For improving energy saving performance and extending battery life of plug-in hybrid electric bus (PHEB), a real-time predictive energy management strategy (EMS) is proposed in this study, which combines the velocity prediction model with the energy optimization strategy based on the convex optimization algorithm. First, the attention mechanism is embedded to the gate recurrent unit (GRU) deep learning algorithm to achieve sequence to sequence prediction for PHEB velocity in an efficient way. Second, a multi-objective receding horizon control (RHC) framework for coordinating fuel economy and battery aging cost is established by incorporating the predicted vehicle velocity and the spatial domain based state of charge (SOC) reference trajectory that conforms to the PHEB driving routine. The model convexity of power components such as engine and battery of PHEB is processed, and the alternating direction method of multipliers (ADMM) approach is adopted to solve the optimal control problem of fuel, electricity and battery aging cost in real time to fulfill the goal of real-time energy management. Finally, both the simulation and hardware-in-the-loop (HIL) experiments have verified the superiority of the strategy with respect to velocity forecasting accuracy, computational burden, energy saving and battery aging mitigation.
* * *
### WHAT IS ASKED
Copy out the entire passage above on energy management for plug-in hybrid electric buses, word for word.
* * *
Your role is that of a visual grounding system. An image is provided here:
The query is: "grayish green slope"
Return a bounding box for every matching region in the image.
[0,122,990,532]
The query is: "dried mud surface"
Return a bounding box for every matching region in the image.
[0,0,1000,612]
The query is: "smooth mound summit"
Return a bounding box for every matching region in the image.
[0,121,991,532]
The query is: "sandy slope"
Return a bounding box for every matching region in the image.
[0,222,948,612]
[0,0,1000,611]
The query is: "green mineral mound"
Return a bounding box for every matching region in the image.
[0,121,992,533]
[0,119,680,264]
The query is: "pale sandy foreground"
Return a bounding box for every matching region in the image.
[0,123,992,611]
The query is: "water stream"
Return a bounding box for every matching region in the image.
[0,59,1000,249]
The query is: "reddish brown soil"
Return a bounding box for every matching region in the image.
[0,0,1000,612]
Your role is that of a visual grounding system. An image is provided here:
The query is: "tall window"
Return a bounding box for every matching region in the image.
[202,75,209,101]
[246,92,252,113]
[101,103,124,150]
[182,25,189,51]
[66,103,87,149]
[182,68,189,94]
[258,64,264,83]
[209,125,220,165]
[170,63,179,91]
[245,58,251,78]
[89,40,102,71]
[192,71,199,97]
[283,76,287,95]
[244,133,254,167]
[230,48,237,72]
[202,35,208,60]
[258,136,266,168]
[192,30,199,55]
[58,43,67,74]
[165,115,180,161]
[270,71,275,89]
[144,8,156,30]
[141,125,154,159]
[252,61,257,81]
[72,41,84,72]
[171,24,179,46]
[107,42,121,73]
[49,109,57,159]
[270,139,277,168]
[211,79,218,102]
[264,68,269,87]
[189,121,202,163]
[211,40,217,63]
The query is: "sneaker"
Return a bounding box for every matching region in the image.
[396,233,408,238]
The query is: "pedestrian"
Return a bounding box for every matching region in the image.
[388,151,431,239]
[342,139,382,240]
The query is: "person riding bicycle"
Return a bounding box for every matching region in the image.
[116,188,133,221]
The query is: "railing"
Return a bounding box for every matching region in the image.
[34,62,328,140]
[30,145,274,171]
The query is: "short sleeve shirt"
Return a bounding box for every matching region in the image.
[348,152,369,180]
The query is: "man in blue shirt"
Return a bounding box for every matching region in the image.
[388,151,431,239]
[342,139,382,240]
* * *
### RESULT
For improving energy saving performance and extending battery life of plug-in hybrid electric bus (PHEB), a real-time predictive energy management strategy (EMS) is proposed in this study, which combines the velocity prediction model with the energy optimization strategy based on the convex optimization algorithm. First, the attention mechanism is embedded to the gate recurrent unit (GRU) deep learning algorithm to achieve sequence to sequence prediction for PHEB velocity in an efficient way. Second, a multi-objective receding horizon control (RHC) framework for coordinating fuel economy and battery aging cost is established by incorporating the predicted vehicle velocity and the spatial domain based state of charge (SOC) reference trajectory that conforms to the PHEB driving routine. The model convexity of power components such as engine and battery of PHEB is processed, and the alternating direction method of multipliers (ADMM) approach is adopted to solve the optimal control problem of fuel, electricity and battery aging cost in real time to fulfill the goal of real-time energy management. Finally, both the simulation and hardware-in-the-loop (HIL) experiments have verified the superiority of the strategy with respect to velocity forecasting accuracy, computational burden, energy saving and battery aging mitigation.